Richtig ist, dass Gerichte Anscheinsbeweise bei der Würdigung der Beweislage verwenden. Ein Anscheinsbeweis ist eine Methode der Beweiswürdigung. Für die Anwendung eines Anscheinsbeweises muss ein typischer Geschehensablauf vorliegen. Im Verkehrsrecht kommt ein Anscheinsbeweis unter anderem bei folgenden Unfallkonstellationen in Betracht:

  • Auffahrunfall
  • Vorfahrtsverstoß
  • Überholen
  • Fahrstreifenwechsel
  • Wenden

Der typische Geschehensablauf bei diesen Unfallkonstellationen ist bekannt. Steht fest, dass ein typischer Geschehensablauf vorliegt, führt dies regelmäßig zur Anwendung des einschlägigen Anscheinsbeweises. Ob ein typischer Geschehensablauf vorliegt, darf jedoch nicht einfach angenommen werden, sondern muss im Einzelnen dargelegt werden. Der Anscheinsbeweis greift also erst dann, wenn für das Gericht feststeht, dass ein typischer Geschehensablauf vorliegt. So gibt es beispielsweise bei Auffahrunfällen Konstellationen, die vor Gericht nicht als typischer Auffahrunfall angesehen wurden und bei denen der Anscheinsbeweis daher nicht angewandt wurde:

  • Vorausgehender Spurwechsel des Unfallgegners (Bundesgerichtshof, Urteil vom 13.12.2011 - VI ZR 177/10)

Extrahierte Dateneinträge
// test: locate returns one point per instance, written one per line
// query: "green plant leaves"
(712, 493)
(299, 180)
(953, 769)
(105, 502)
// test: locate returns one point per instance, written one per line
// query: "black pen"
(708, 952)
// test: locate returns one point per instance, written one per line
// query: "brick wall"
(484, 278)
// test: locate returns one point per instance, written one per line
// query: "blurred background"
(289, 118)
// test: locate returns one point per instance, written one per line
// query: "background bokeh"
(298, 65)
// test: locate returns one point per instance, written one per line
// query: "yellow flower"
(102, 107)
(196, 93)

■ ARBEITSAUFTRAG 1
Aktualisiere den Textausschnitt zum Anscheinsbeweis von „Der typische Geschehensablauf“ bis einschließlich „VI ZR 177/10)“, indem du „Bundesgerichtshof“ durch „BGH“ ersetzt, und gib diese Passage wieder.
■ ARBEITSAUFTRAG 2
Beantworte zum Textausschnitt über den Anscheinsbeweis diese Fragen:
(a) Was muss für die Anwendung eines Anscheinsbeweises vorliegen?
(b) Welche Unfallkonstellation folgt in der Aufzählung direkt auf „Überholen“?
(c) Welches Aktenzeichen trägt das genannte Urteil vom 13.12.2011?
■ ARBEITSAUFTRAG 3
Wie geht der Textausschnitt zum Anscheinsbeweis im Verkehrsrecht weiter? Setze ihn im Anschluss an die zuletzt gezeigte Zeile fort.

■ LÖSUNG 1
Der typische Geschehensablauf bei diesen Unfallkonstellationen ist bekannt. Steht fest, dass ein typischer Geschehensablauf vorliegt, führt dies regelmäßig zur Anwendung des einschlägigen Anscheinsbeweises. Ob ein typischer Geschehensablauf vorliegt, darf jedoch nicht einfach angenommen werden, sondern muss im Einzelnen dargelegt werden. Der Anscheinsbeweis greift also erst dann, wenn für das Gericht feststeht, dass ein typischer Geschehensablauf vorliegt. So gibt es beispielsweise bei Auffahrunfällen Konstellationen, die vor Gericht nicht als typischer Auffahrunfall angesehen wurden und bei denen der Anscheinsbeweis daher nicht angewandt wurde:

  • Vorausgehender Spurwechsel des Unfallgegners (BGH, Urteil vom 13.12.2011 - VI ZR 177/10)

■ LÖSUNG 2
(a) Ein typischer Geschehensablauf.
(b) Fahrstreifenwechsel.
(c) VI ZR 177/10.

■ LÖSUNG 3
  • Behauptetes Rückwärtsfahren des Vorderfahrzeugs (Oberlandesgericht Hamm, Urteil vom 15.04.2010 - 6 U 205/09)
  • Grundloses Abbremsen des Vorderfahrzeugs (Oberlandesgericht Frankfurt am Main, 02.03.2006 - 3 U 220/05)

Es lohnt sich also, auch bei vermeintlich eindeutigen Unfallkonstellationen genauer zu prüfen, ob im konkreten Fall ein typischer Geschehensablauf vorliegt, der eine Beweiswürdigung mit Hilfe eines Anscheinsbeweises zulässt.